> SET TASK
Copy out every line of the listing below, keeping each word and mark unchanged.

> RECORD SET

════════

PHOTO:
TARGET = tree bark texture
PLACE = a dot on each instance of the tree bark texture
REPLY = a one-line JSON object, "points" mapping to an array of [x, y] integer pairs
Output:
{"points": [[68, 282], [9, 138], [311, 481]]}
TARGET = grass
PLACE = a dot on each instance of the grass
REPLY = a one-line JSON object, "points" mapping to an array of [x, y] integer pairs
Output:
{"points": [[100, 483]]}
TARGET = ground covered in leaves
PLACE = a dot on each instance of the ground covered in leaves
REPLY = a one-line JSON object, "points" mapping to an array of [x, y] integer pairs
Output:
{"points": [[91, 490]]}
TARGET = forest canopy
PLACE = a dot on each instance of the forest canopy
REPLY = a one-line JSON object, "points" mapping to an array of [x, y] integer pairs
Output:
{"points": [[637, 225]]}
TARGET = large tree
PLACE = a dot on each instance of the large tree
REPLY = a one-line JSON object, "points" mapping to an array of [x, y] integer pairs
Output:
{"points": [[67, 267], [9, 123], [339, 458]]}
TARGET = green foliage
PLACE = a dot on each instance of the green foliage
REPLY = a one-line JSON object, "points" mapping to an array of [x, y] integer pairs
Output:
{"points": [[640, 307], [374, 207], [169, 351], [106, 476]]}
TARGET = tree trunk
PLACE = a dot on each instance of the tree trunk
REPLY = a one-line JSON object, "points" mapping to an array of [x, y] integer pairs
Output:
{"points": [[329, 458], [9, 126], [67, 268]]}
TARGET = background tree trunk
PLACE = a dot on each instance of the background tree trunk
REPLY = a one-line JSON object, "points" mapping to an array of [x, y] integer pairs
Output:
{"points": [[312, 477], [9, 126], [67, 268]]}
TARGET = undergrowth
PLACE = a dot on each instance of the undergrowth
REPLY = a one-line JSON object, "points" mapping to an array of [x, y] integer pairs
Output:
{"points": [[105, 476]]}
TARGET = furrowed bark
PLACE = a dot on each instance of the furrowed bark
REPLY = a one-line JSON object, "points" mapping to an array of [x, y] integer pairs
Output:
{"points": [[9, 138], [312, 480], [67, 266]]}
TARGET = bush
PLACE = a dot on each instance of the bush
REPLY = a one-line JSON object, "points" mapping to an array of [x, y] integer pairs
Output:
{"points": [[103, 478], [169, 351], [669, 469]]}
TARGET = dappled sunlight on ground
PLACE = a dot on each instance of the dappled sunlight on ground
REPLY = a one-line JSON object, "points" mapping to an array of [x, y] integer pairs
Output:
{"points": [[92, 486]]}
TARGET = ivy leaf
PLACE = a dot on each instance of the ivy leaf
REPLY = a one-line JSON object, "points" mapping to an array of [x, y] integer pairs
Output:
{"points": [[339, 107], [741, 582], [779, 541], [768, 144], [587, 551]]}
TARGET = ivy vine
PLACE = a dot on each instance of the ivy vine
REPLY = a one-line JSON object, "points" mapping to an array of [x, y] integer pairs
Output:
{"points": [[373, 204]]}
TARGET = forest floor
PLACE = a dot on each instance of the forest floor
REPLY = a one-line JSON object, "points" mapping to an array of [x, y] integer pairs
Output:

════════

> WRITTEN ANSWER
PHOTO:
TARGET = tree bark texture
PLACE = a dot on each instance of the tree bark texture
REPLY = a one-line JSON object, "points" mapping to an array of [x, y] integer pairs
Output:
{"points": [[68, 282], [9, 138], [311, 481]]}
TARGET = grass
PLACE = a dot on each instance of the grass
REPLY = a one-line JSON object, "points" mapping to an array of [x, y] integer pairs
Output:
{"points": [[100, 483]]}
TARGET = ground covered in leaves
PLACE = a dot on each instance of the ground covered in leaves
REPLY = a one-line JSON object, "points" mapping to an array of [x, y] integer pairs
Output:
{"points": [[91, 490]]}
TARGET = forest canopy
PLACE = a dot on each instance of the forest canopy
REPLY = a one-line JSON object, "points" mapping to an array of [x, y] integer pairs
Output:
{"points": [[637, 225]]}
TARGET = large tree
PLACE = a dot on each instance of the large tree
REPLY = a one-line JSON object, "points" mapping to an array of [x, y] integer pairs
Output:
{"points": [[67, 267], [9, 123], [339, 458]]}
TARGET = green foliage
PLACE = a dot on each instance of the green foliage
REPLY = a one-line JSON object, "points" mapping to an array of [x, y] integer pairs
Output:
{"points": [[640, 307], [374, 207], [169, 351], [106, 476]]}
TARGET = tree trunk
PLACE = a dot on each instance of the tree trunk
REPLY = a one-line JSON object, "points" mapping to an array of [x, y] integer pairs
Output:
{"points": [[329, 458], [9, 126], [67, 268]]}
TARGET = background tree trunk
PLACE = a dot on each instance of the background tree trunk
REPLY = a one-line JSON object, "points" mapping to an array of [x, y] integer pairs
Output:
{"points": [[312, 477], [9, 126], [67, 268]]}
TARGET = undergrowth
PLACE = a dot on each instance of the undergrowth
REPLY = a one-line JSON object, "points" mapping to an array of [x, y] integer pairs
Output:
{"points": [[105, 476]]}
TARGET = furrowed bark
PLACE = a dot on each instance of the furrowed bark
REPLY = a one-line JSON object, "points" mapping to an array of [x, y] integer pairs
Output:
{"points": [[9, 138], [312, 480], [67, 266]]}
TARGET = bush
PLACE = a dot on each instance of the bush
REPLY = a one-line JSON object, "points" mapping to an array of [x, y] integer pairs
Output:
{"points": [[103, 478], [169, 351], [669, 469]]}
TARGET = dappled sunlight on ground
PLACE = a dot on each instance of the dappled sunlight on ground
REPLY = a one-line JSON object, "points" mapping to an array of [x, y] integer pairs
Output:
{"points": [[92, 486]]}
TARGET = ivy leaf
PLACE = a dot on each instance of the ivy leaf
REPLY = a one-line JSON object, "points" mapping to an array of [x, y] integer pairs
Output:
{"points": [[339, 107], [741, 582], [779, 541], [768, 144], [587, 551]]}
TARGET = ivy vine
PLACE = a dot on each instance of the ivy vine
REPLY = a one-line JSON object, "points" mapping to an array of [x, y] integer pairs
Output:
{"points": [[373, 204]]}
TARGET = forest floor
PLACE = a dot on each instance of the forest floor
REPLY = a one-line JSON object, "points" mapping to an array of [x, y] integer pairs
Output:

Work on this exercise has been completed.